**Task objective**. List each line of the items below that contains the word "floor", copying every such line in full.

Labeled area outline entries:

★ ★ ★ ★

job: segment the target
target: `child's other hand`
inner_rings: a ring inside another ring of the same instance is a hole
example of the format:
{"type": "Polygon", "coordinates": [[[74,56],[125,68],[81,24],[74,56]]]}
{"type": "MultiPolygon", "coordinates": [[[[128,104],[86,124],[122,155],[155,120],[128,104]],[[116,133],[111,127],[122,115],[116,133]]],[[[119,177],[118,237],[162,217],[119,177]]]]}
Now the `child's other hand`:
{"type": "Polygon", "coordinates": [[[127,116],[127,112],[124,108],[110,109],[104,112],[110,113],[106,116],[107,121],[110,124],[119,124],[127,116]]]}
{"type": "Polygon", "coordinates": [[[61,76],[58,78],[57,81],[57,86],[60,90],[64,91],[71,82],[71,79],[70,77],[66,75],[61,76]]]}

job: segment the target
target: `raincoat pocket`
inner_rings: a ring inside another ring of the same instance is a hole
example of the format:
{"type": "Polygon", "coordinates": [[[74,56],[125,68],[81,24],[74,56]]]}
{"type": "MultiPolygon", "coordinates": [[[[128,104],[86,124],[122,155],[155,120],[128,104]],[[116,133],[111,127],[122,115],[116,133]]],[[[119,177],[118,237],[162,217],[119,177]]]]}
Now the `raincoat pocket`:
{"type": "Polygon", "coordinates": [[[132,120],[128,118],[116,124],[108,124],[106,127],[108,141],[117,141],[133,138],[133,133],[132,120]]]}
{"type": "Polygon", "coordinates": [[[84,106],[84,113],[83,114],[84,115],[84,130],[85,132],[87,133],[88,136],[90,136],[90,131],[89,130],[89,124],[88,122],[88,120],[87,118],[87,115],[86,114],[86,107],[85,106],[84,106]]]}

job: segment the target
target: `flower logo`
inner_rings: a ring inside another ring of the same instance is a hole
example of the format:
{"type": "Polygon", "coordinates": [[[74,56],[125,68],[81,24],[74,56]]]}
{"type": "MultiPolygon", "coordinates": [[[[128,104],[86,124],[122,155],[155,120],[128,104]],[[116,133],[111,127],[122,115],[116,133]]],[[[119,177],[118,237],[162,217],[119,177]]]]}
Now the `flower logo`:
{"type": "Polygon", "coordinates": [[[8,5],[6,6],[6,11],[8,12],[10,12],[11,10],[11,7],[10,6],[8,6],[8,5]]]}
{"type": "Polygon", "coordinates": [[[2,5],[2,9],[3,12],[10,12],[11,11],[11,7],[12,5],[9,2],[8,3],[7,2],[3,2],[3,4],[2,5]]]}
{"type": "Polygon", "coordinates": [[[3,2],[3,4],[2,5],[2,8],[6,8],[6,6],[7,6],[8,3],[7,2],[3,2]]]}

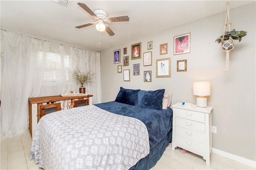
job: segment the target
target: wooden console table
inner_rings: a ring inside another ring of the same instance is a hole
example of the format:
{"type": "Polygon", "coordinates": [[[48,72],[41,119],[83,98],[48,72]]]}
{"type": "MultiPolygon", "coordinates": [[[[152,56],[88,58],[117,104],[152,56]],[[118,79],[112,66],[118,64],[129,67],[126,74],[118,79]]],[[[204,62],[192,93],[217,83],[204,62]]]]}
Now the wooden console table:
{"type": "Polygon", "coordinates": [[[44,115],[64,109],[92,104],[90,98],[93,95],[61,96],[39,97],[28,98],[29,111],[29,131],[33,137],[37,123],[44,115]]]}

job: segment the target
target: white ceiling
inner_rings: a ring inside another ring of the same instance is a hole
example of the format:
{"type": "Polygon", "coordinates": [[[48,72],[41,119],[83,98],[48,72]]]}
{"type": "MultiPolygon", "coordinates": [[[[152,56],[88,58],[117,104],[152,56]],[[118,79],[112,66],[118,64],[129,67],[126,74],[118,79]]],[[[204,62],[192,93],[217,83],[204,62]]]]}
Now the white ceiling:
{"type": "MultiPolygon", "coordinates": [[[[226,11],[226,2],[72,0],[65,7],[50,0],[1,0],[1,28],[100,51],[226,11]],[[93,11],[96,9],[105,10],[108,17],[127,15],[130,21],[108,23],[116,34],[110,36],[106,31],[102,32],[100,46],[99,32],[94,25],[75,27],[95,21],[77,4],[78,2],[85,3],[93,11]]],[[[230,8],[254,2],[231,0],[230,8]]]]}

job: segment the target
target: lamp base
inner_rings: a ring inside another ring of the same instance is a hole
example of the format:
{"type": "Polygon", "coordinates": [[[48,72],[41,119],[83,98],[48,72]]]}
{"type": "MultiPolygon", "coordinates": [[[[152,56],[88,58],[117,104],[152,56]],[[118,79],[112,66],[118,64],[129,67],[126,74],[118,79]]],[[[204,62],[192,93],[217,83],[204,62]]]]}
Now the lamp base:
{"type": "Polygon", "coordinates": [[[207,98],[205,97],[199,96],[196,98],[196,106],[201,107],[207,107],[207,98]]]}

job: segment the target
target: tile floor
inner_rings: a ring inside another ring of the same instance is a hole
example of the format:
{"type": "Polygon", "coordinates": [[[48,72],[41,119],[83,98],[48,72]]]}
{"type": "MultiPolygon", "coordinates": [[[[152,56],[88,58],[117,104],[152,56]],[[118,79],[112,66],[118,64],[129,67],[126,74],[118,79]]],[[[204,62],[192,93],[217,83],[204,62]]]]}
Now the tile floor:
{"type": "MultiPolygon", "coordinates": [[[[32,140],[30,133],[1,140],[1,170],[42,170],[30,160],[29,156],[32,140]]],[[[172,144],[151,170],[178,169],[255,170],[215,154],[211,156],[210,166],[205,164],[202,157],[188,153],[183,154],[176,149],[172,150],[172,144]]]]}

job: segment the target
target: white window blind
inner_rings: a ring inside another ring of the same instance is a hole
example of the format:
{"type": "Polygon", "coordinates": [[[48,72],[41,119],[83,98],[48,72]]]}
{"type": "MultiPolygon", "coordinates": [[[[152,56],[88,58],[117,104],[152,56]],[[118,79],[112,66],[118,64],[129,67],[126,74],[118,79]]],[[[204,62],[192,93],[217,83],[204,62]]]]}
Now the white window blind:
{"type": "Polygon", "coordinates": [[[54,53],[37,53],[38,60],[38,72],[44,72],[43,80],[47,82],[61,82],[69,80],[70,57],[54,53]],[[44,58],[45,57],[45,58],[44,58]]]}

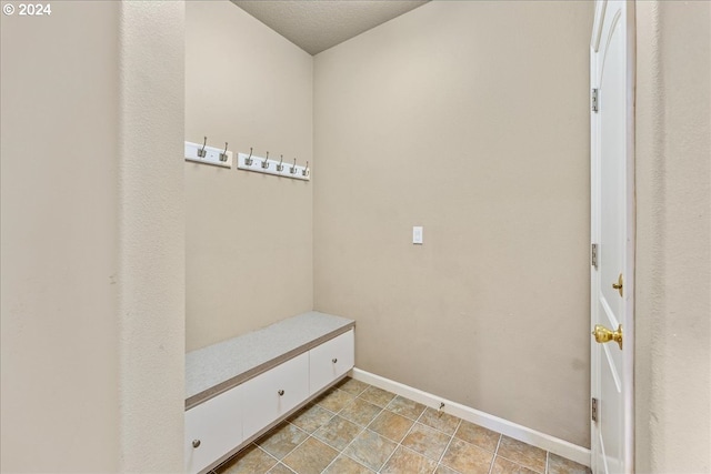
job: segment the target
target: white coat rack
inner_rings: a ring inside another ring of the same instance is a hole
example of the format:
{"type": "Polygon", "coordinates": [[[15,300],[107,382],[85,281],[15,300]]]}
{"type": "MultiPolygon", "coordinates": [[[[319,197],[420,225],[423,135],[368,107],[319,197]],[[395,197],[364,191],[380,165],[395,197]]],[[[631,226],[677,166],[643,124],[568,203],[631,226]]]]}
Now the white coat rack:
{"type": "Polygon", "coordinates": [[[279,160],[269,158],[269,152],[267,152],[267,157],[256,157],[252,154],[252,149],[250,149],[249,153],[238,153],[237,168],[256,173],[311,181],[311,170],[308,161],[306,165],[297,164],[296,159],[293,162],[288,163],[284,162],[283,157],[280,157],[279,160]]]}

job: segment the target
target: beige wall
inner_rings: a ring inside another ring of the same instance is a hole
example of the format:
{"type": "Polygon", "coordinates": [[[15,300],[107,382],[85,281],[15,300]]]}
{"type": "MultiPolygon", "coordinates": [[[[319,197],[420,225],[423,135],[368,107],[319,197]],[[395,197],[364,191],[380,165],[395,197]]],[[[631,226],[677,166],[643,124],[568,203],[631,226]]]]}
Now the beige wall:
{"type": "MultiPolygon", "coordinates": [[[[186,36],[186,140],[313,162],[311,56],[227,0],[188,2],[186,36]]],[[[187,349],[311,310],[311,183],[184,175],[187,349]]]]}
{"type": "Polygon", "coordinates": [[[1,20],[1,470],[109,472],[120,9],[53,7],[1,20]]]}
{"type": "Polygon", "coordinates": [[[178,472],[182,2],[1,21],[0,471],[178,472]]]}
{"type": "Polygon", "coordinates": [[[711,471],[711,6],[638,2],[637,471],[711,471]]]}
{"type": "Polygon", "coordinates": [[[314,307],[360,369],[582,446],[592,19],[432,2],[314,64],[314,307]]]}
{"type": "MultiPolygon", "coordinates": [[[[121,2],[120,466],[183,471],[184,2],[121,2]]],[[[96,157],[94,157],[96,159],[96,157]]]]}

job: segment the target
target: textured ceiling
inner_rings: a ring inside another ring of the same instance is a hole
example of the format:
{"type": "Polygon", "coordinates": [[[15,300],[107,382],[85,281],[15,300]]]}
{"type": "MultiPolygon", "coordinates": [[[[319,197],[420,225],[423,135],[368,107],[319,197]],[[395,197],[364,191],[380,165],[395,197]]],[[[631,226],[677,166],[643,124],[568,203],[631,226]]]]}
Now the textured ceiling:
{"type": "Polygon", "coordinates": [[[310,54],[418,8],[418,0],[232,0],[310,54]]]}

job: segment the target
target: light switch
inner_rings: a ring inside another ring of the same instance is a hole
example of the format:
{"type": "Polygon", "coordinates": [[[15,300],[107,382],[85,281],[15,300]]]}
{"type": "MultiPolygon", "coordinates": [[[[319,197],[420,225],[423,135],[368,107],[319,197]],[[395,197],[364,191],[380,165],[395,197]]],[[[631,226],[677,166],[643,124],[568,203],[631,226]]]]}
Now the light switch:
{"type": "Polygon", "coordinates": [[[422,228],[419,225],[412,228],[412,243],[422,244],[422,228]]]}

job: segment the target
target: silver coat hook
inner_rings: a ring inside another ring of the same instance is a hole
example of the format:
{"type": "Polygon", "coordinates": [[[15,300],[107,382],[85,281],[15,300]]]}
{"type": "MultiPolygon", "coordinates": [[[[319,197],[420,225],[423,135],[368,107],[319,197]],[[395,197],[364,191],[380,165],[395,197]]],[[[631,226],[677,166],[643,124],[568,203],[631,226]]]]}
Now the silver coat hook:
{"type": "Polygon", "coordinates": [[[204,141],[202,142],[202,150],[198,150],[198,157],[199,158],[204,158],[204,155],[207,154],[207,152],[204,151],[206,145],[208,144],[208,138],[204,138],[204,141]]]}
{"type": "Polygon", "coordinates": [[[220,161],[227,161],[227,142],[224,142],[224,151],[220,153],[220,161]]]}

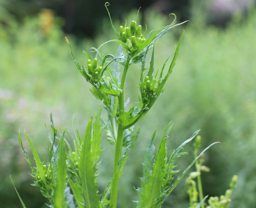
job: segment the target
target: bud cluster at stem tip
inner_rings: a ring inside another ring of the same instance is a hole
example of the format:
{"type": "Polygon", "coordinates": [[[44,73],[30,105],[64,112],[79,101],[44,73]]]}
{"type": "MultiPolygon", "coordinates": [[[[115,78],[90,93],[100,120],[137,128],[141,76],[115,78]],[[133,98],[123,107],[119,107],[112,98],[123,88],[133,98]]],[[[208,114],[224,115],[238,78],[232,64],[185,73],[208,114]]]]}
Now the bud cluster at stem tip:
{"type": "Polygon", "coordinates": [[[102,67],[98,65],[98,59],[96,58],[93,59],[92,63],[92,60],[89,59],[87,61],[87,70],[88,73],[93,77],[95,81],[99,81],[100,74],[102,70],[102,67]]]}
{"type": "Polygon", "coordinates": [[[124,28],[120,26],[120,29],[119,39],[125,43],[129,48],[132,47],[136,49],[138,44],[143,43],[146,40],[141,34],[141,26],[137,27],[137,23],[135,21],[132,22],[130,27],[124,28]]]}

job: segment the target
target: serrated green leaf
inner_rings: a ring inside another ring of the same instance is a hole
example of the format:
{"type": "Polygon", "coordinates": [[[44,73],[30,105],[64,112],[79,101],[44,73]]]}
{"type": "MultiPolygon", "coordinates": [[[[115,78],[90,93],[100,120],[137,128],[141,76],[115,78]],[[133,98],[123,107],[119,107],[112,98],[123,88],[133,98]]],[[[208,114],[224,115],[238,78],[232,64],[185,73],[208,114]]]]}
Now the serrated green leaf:
{"type": "Polygon", "coordinates": [[[53,187],[54,194],[52,198],[54,208],[66,207],[68,204],[65,200],[65,189],[66,186],[66,150],[64,142],[65,132],[62,135],[60,142],[60,151],[58,159],[58,166],[56,168],[58,183],[53,187]]]}
{"type": "Polygon", "coordinates": [[[18,193],[18,191],[17,190],[17,189],[16,189],[16,187],[15,187],[15,186],[14,185],[14,183],[13,183],[13,181],[12,181],[12,178],[11,177],[11,175],[10,175],[10,178],[11,179],[11,181],[12,181],[12,185],[13,185],[13,186],[14,187],[14,188],[15,189],[15,190],[16,191],[16,193],[17,193],[17,195],[18,195],[18,196],[19,197],[19,198],[20,199],[20,202],[21,203],[21,204],[22,204],[22,206],[23,207],[23,208],[26,208],[26,206],[25,206],[25,204],[22,201],[22,199],[21,199],[21,198],[20,197],[20,195],[18,193]]]}
{"type": "Polygon", "coordinates": [[[149,176],[149,182],[145,184],[142,181],[144,193],[140,195],[140,201],[137,202],[138,207],[154,207],[161,195],[161,188],[166,180],[164,179],[166,173],[163,172],[162,170],[166,163],[165,143],[167,140],[166,138],[160,143],[156,162],[153,167],[152,174],[149,176]]]}
{"type": "Polygon", "coordinates": [[[32,173],[33,174],[35,174],[36,173],[36,172],[35,171],[34,167],[33,167],[33,166],[32,165],[32,164],[31,163],[31,162],[30,161],[29,158],[28,158],[28,152],[24,149],[24,148],[23,147],[23,145],[22,145],[21,138],[20,137],[20,131],[19,132],[19,141],[20,143],[20,145],[22,149],[23,150],[23,151],[24,152],[24,154],[25,154],[25,155],[26,156],[27,156],[27,158],[26,158],[26,159],[28,161],[28,164],[29,164],[30,167],[31,167],[31,169],[32,169],[32,173]]]}
{"type": "Polygon", "coordinates": [[[100,115],[102,111],[103,101],[100,104],[99,109],[94,117],[95,121],[92,124],[93,131],[93,138],[92,140],[92,160],[93,164],[92,169],[95,169],[96,165],[101,155],[100,150],[100,142],[101,141],[101,125],[100,124],[100,115]]]}
{"type": "Polygon", "coordinates": [[[41,160],[40,159],[37,152],[34,147],[34,146],[33,146],[33,144],[31,142],[30,139],[29,139],[29,138],[28,138],[28,135],[27,134],[26,131],[25,131],[24,132],[27,139],[28,140],[28,143],[31,148],[31,150],[32,150],[32,153],[33,154],[34,159],[36,162],[36,167],[35,169],[38,171],[38,175],[40,176],[41,178],[44,179],[44,171],[43,169],[43,165],[44,164],[44,162],[41,162],[41,160]]]}
{"type": "Polygon", "coordinates": [[[99,208],[100,195],[97,194],[99,186],[95,182],[96,170],[93,169],[91,152],[91,133],[92,118],[88,123],[82,144],[79,169],[85,207],[99,208]]]}
{"type": "MultiPolygon", "coordinates": [[[[155,44],[153,47],[153,50],[152,51],[152,55],[151,57],[151,61],[150,62],[150,66],[149,66],[149,70],[148,73],[148,75],[149,78],[149,80],[150,81],[152,81],[152,79],[153,79],[153,73],[154,72],[154,52],[155,51],[155,44]]],[[[153,84],[152,83],[151,84],[153,84]]]]}
{"type": "Polygon", "coordinates": [[[84,208],[84,206],[79,203],[80,202],[83,204],[84,201],[81,190],[79,188],[79,185],[77,183],[74,182],[70,178],[68,180],[68,184],[72,190],[78,208],[84,208]]]}
{"type": "Polygon", "coordinates": [[[144,184],[146,185],[148,184],[149,180],[149,175],[152,173],[151,167],[155,156],[155,146],[153,144],[153,140],[156,136],[156,128],[151,136],[151,140],[146,149],[144,161],[142,163],[143,167],[143,176],[142,178],[142,181],[143,181],[144,184]]]}

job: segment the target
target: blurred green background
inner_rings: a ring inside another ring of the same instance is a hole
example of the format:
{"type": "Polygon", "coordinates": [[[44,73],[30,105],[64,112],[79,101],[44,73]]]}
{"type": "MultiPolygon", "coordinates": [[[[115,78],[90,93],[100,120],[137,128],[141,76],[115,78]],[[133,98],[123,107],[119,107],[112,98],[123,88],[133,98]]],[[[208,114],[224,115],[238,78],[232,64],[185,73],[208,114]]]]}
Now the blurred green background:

★ ★ ★ ★

**In response**.
target: tile floor
Now the tile floor:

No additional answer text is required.